TASK: Reproduce every line of the records below, requests included, and shift each x and y coordinate in the answers up by 114. Leave the coordinates in the requests' format samples unchanged.
start RAW RECORDS
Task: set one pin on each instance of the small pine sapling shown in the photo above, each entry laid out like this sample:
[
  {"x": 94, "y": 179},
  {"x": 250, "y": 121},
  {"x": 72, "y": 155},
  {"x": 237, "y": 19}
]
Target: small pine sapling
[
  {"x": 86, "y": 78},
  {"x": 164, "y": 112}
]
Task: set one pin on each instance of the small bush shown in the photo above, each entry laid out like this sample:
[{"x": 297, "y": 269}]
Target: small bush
end RAW RECORDS
CORRECT OUTPUT:
Task: set one pin on each instance of the small pine sapling shown in the photo above, each entry laid out like this sample:
[
  {"x": 94, "y": 179},
  {"x": 250, "y": 121},
  {"x": 72, "y": 155},
  {"x": 237, "y": 19}
]
Target: small pine sapling
[
  {"x": 200, "y": 192},
  {"x": 278, "y": 226}
]
Task: set one pin on each instance of the small bush shown in the photo above, each entry laid out like this sample:
[{"x": 297, "y": 269}]
Target: small bush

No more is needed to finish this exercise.